SELECTED PASSAGE
++++++++++++++++++++
= Festival of Trees =

Christmas fundraising event

Festival of Trees is the name taken by a number of (apparently independent) charity events/organizations that hold annual events around Christmas time to raise money for some local charity many for children hospitals and other organizations (often, but not always, a hospital or more specifically, a children's hospital). These events seem to be becoming more common in North America as of this writing and are centered on the decoration and display of Christmas trees.

The general outline of the event is as follows, although details may vary from location to location.
- Sponsors are obtained who agree to cover costs of advertising, hiring a hall or convention center, obtaining undecorated trees (or wreaths or other traditional holiday decorations) or the cost of a particular tree's decorations, producing a program, or covering other costs.
- Designers are engaged to decorate/design the trees. Often elaborate theming is employed. Sometimes clubs, schools or other organizations participate as well as professional designers.
- The hall is opened to the designers or organizations who decorate and arrange the trees.
- The hall is opened to the general public, often for an admission charge. The public may be able to bid or buy raffle tickets for the trees or other decorations, or for prizes also donated. (typically one of the event goals is to sell every tree that is on display)
- At some point there may be a black tie gala for contributors or supporters. Presentations about the charity supported are often made.
- The event usually gets much local media attention before and during the public visitation period
- There may be other attractions such as children's play areas, craft areas, visits with Santa and so forth
- The event winds down and the purchasers of the trees pick them up or make arrange for delivery

Depending on the size of the municipality where the Festival of Trees is held, there may be several hundred trees of all sizes on display, and the amounts raised can be in the millions of USD.
++++++++++++++++++++
GIVEN INFORMATION
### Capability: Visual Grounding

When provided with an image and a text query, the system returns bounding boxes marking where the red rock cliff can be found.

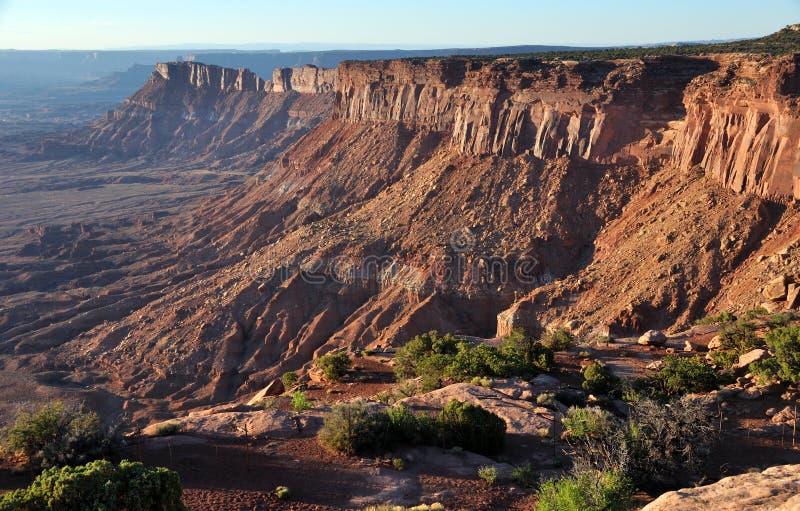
[334,58,715,162]
[156,62,271,92]
[673,55,800,198]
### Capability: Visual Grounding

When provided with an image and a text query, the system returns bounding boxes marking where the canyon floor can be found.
[0,26,800,511]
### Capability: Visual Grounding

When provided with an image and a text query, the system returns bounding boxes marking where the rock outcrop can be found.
[334,58,716,162]
[155,62,272,92]
[9,50,791,409]
[272,66,339,94]
[642,465,800,511]
[673,55,800,199]
[41,62,335,167]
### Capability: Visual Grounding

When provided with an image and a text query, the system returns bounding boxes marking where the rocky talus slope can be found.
[2,55,798,420]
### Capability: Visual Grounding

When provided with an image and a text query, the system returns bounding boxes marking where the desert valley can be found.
[0,3,800,511]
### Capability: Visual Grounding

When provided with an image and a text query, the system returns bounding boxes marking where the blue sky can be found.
[0,0,800,49]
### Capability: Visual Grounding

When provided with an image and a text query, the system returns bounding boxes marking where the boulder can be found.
[761,275,788,302]
[737,348,769,369]
[639,330,667,346]
[642,465,800,511]
[771,406,794,424]
[737,387,763,401]
[145,408,328,438]
[247,378,286,405]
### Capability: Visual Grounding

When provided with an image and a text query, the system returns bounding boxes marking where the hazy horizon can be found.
[0,0,800,51]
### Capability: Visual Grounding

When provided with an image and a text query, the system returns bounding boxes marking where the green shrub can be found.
[5,402,123,469]
[766,326,800,383]
[292,390,314,412]
[0,460,186,511]
[709,350,739,370]
[315,351,353,382]
[767,312,792,328]
[438,399,506,455]
[597,335,614,346]
[637,356,719,400]
[625,397,716,491]
[275,486,292,500]
[694,311,736,325]
[563,397,715,490]
[317,400,390,455]
[747,357,781,385]
[536,392,556,408]
[394,331,553,391]
[478,465,497,486]
[536,471,633,511]
[500,328,555,371]
[281,371,298,390]
[719,320,764,355]
[470,376,494,388]
[156,421,183,436]
[581,362,619,395]
[542,328,575,351]
[386,404,438,445]
[561,406,613,438]
[394,330,459,378]
[744,307,769,321]
[511,463,538,488]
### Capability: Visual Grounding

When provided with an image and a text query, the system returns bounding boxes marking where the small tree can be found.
[439,399,506,455]
[292,390,313,412]
[536,471,633,511]
[5,401,122,469]
[501,328,555,371]
[581,362,619,394]
[316,351,353,382]
[637,356,720,400]
[542,328,575,351]
[766,326,800,383]
[317,399,390,455]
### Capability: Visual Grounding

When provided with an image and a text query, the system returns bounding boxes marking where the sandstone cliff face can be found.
[42,62,335,166]
[156,62,271,92]
[8,56,795,407]
[272,66,338,94]
[673,55,800,199]
[334,58,715,162]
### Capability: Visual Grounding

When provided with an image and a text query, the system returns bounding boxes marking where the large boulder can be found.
[761,275,788,302]
[247,378,286,405]
[639,330,667,346]
[737,348,769,369]
[642,465,800,511]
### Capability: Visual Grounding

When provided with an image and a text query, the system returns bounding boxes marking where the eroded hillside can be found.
[2,54,799,424]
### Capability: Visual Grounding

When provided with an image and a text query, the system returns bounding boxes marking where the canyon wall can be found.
[272,66,338,94]
[334,57,716,162]
[673,55,800,199]
[40,62,336,167]
[155,62,272,92]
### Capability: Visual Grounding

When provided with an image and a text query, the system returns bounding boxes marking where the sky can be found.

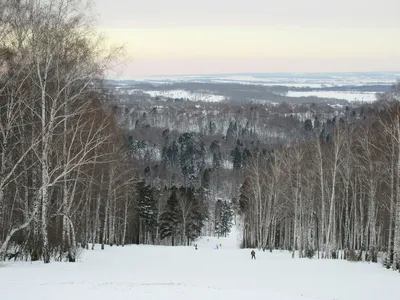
[94,0,400,78]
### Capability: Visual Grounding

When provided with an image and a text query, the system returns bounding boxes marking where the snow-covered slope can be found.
[0,231,399,300]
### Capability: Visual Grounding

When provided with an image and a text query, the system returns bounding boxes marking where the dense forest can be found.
[0,0,400,269]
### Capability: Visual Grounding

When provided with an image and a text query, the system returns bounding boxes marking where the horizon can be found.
[107,70,400,80]
[94,0,400,78]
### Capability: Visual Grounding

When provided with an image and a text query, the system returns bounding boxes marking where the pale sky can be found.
[94,0,400,78]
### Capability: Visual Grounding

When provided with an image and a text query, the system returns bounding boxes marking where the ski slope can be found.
[0,227,400,300]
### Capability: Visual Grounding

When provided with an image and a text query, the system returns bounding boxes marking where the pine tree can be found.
[137,181,157,244]
[160,187,180,246]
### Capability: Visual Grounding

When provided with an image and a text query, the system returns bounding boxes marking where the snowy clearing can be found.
[143,90,226,102]
[286,91,376,102]
[0,230,400,300]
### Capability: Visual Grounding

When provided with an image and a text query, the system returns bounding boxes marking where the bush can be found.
[346,250,360,261]
[304,248,315,259]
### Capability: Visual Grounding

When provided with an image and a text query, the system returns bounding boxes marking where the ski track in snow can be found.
[0,229,400,300]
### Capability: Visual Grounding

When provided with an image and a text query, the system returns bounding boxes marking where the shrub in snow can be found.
[346,249,360,261]
[304,248,315,259]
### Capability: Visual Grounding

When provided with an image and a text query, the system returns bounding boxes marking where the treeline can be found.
[239,85,400,269]
[0,0,234,263]
[0,0,135,263]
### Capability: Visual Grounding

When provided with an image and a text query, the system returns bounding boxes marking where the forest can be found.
[0,0,400,270]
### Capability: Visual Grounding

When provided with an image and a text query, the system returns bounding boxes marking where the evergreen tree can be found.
[160,187,180,246]
[136,181,158,243]
[179,132,205,184]
[304,119,313,132]
[231,146,242,170]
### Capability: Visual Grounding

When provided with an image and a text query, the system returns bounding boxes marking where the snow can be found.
[0,227,399,300]
[130,72,400,88]
[143,90,226,102]
[286,91,376,102]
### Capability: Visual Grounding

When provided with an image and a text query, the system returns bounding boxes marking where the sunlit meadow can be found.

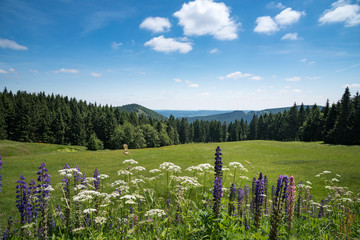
[0,141,360,239]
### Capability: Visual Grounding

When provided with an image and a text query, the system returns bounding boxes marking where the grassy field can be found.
[0,141,360,227]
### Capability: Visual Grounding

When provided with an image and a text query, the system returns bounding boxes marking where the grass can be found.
[0,141,360,225]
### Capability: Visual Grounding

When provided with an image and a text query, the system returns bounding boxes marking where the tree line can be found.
[0,88,360,150]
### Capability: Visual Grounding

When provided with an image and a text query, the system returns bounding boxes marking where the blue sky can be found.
[0,0,360,110]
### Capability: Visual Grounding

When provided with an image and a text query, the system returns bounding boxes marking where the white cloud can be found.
[281,33,300,40]
[254,16,280,34]
[218,71,263,81]
[319,0,360,27]
[111,41,122,49]
[285,77,301,82]
[210,48,219,54]
[189,83,199,88]
[90,73,102,77]
[140,17,171,33]
[54,68,79,74]
[343,83,360,88]
[0,38,28,50]
[144,35,192,53]
[249,76,263,81]
[174,0,239,40]
[225,72,252,80]
[274,8,305,26]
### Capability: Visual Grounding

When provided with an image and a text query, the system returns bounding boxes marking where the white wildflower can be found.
[83,208,96,214]
[131,166,146,171]
[118,170,132,176]
[123,159,138,164]
[239,176,250,181]
[198,163,214,171]
[131,179,145,184]
[125,200,137,205]
[120,195,136,200]
[111,180,128,187]
[149,168,161,173]
[99,174,109,179]
[159,162,181,172]
[186,166,204,172]
[145,209,166,217]
[95,216,106,225]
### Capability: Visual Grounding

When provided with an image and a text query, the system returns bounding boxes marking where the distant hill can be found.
[188,106,322,123]
[119,104,168,120]
[154,110,232,118]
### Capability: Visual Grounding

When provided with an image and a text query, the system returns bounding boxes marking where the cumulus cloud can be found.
[140,17,171,33]
[144,35,192,53]
[281,33,301,40]
[174,0,239,40]
[54,68,79,74]
[111,42,122,49]
[219,71,262,81]
[319,0,360,27]
[274,8,305,26]
[0,38,28,50]
[254,16,280,34]
[249,76,262,81]
[285,77,301,82]
[266,2,286,10]
[254,8,305,34]
[210,48,219,54]
[343,83,360,88]
[90,73,102,77]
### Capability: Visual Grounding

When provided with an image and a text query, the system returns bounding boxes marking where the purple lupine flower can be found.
[94,168,100,191]
[286,176,296,231]
[130,205,134,229]
[318,199,325,218]
[244,184,249,204]
[213,177,223,216]
[264,175,269,215]
[213,146,223,217]
[237,188,245,217]
[228,183,236,216]
[253,173,265,228]
[269,175,289,239]
[245,217,250,231]
[16,175,33,224]
[0,156,2,192]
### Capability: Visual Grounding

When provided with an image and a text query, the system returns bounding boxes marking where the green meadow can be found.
[0,140,360,225]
++++++++++++++++++++
Return the portion of the Festival of Trees text starting at "- Sponsors are" and ending at "as professional designers.", copied word for word.

TASK RESPONSE
- Sponsors are obtained who agree to cover costs of advertising, hiring a hall or convention center, obtaining undecorated trees (or wreaths or other traditional holiday decorations) or the cost of a particular tree's decorations, producing a program, or covering other costs.
- Designers are engaged to decorate/design the trees. Often elaborate theming is employed. Sometimes clubs, schools or other organizations participate as well as professional designers.